Put every line of the rows below into a Markdown table with the columns Number and Line. Number the lines in order and skip any blank lines.

---*---

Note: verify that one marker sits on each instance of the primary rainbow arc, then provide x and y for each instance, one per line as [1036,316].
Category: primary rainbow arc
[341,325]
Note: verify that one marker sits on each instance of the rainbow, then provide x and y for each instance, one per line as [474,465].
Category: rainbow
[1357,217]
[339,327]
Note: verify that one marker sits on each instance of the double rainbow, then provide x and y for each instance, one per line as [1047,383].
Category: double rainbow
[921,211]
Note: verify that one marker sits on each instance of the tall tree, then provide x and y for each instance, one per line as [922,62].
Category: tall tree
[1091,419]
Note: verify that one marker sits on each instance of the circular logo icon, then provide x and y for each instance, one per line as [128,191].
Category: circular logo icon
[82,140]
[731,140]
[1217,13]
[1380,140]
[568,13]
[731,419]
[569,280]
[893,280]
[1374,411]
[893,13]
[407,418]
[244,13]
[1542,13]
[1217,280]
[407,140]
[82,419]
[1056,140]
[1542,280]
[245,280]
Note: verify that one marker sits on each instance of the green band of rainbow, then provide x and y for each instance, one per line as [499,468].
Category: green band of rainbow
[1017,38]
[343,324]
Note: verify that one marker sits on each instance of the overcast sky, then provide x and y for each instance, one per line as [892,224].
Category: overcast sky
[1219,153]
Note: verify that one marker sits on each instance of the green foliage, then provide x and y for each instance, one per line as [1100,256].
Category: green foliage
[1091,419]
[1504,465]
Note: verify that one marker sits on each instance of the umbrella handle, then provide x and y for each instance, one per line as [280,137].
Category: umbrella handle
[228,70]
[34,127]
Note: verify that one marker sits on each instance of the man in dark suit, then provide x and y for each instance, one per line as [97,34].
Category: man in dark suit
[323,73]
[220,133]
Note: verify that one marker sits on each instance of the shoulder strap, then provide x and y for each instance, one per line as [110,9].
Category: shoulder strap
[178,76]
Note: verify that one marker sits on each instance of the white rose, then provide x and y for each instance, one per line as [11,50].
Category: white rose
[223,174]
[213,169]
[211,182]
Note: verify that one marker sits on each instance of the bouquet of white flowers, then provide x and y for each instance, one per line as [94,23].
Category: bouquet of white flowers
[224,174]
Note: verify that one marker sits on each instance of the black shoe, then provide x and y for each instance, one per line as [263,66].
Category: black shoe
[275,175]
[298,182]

---*---

**RESULT OF THE TASK**
| Number | Line |
|---|---|
| 1 | Note: verify that one marker sits on each instance of the primary rainbow arc, then provide x and y for each instance, one per line as [1036,316]. |
| 2 | Category: primary rainbow arc |
| 3 | [341,325] |
| 4 | Note: verify that one marker sits on each instance of the rainbow, then provide x and y for each instance, one per line as [474,465]. |
| 5 | Category: rainbow |
| 6 | [1357,217] |
| 7 | [339,327] |
| 8 | Note: verify that one marker sits on each instance of the double rainbow, then provide x and y for each instance, one per line as [1047,383]. |
| 9 | Category: double rainbow |
| 10 | [921,211] |
| 11 | Note: verify that one marker sits on each instance of the tall tree, then provide x and y for each instance, one per line as [922,62]. |
| 12 | Category: tall tree |
| 13 | [1091,419] |
| 14 | Note: verify that one marker sits on each instance of the circular logo icon, then provide x and y for each instance, one per line as [128,191]. |
| 15 | Category: circular logo icon |
| 16 | [82,140] |
| 17 | [731,140] |
| 18 | [1217,13] |
| 19 | [1380,140] |
| 20 | [568,13] |
| 21 | [731,419] |
| 22 | [569,280] |
| 23 | [893,280] |
| 24 | [1374,411] |
| 25 | [893,13] |
| 26 | [407,418] |
| 27 | [244,13] |
| 28 | [1542,13] |
| 29 | [1217,280] |
| 30 | [407,140] |
| 31 | [82,419] |
| 32 | [1056,140] |
| 33 | [1542,280] |
| 34 | [245,280] |
| 35 | Note: verify that one marker sits on each instance of the green band of rainbow, then provide x and y for each instance, one per line as [499,468]. |
| 36 | Category: green band of rainbow |
| 37 | [1017,38] |
| 38 | [343,324] |
| 39 | Note: verify that one marker sits on each instance of the overcast sky, then provide x and y for each instance, one per line as [892,224]. |
| 40 | Category: overcast sky |
| 41 | [1219,153] |
| 42 | Note: verify that one marker sits on each instance of the green foliage, then provide x and y for each instance, one per line as [1100,256]. |
| 43 | Category: green foliage |
| 44 | [1091,419] |
| 45 | [1504,465] |
| 46 | Note: verify that one marker sits on each instance of the umbrella handle, then provide x and y for each instance, one per line as [280,137]. |
| 47 | Category: umbrella handle |
| 48 | [228,70] |
| 49 | [34,127] |
| 50 | Note: verify that one marker sits on each instance of the man in dark suit, then provide x and y for each instance, one per line as [97,34]. |
| 51 | Category: man in dark suit |
| 52 | [323,73] |
| 53 | [220,133] |
| 54 | Note: verify that one marker sits on each instance of the shoulder strap, then provide x and y for each instance, one per line as [110,9]. |
| 55 | Category: shoulder strap |
| 56 | [178,76] |
| 57 | Note: verify that one marker sits on each instance of the white rose, then provide x and y for each instance, one per line as [11,50]. |
| 58 | Category: white rose |
| 59 | [223,174] |
| 60 | [213,169] |
| 61 | [211,182] |
| 62 | Note: verify that one marker sits on each instance of the bouquet of white flowers, then provide x and y for each instance, one per line as [94,23]. |
| 63 | Category: bouquet of white flowers |
| 64 | [224,174] |
| 65 | Note: verify that one marker sits on each instance of the black shoe, then provide x and y for each instance, one per line as [263,66]. |
| 66 | Category: black shoe |
| 67 | [275,175] |
| 68 | [298,182] |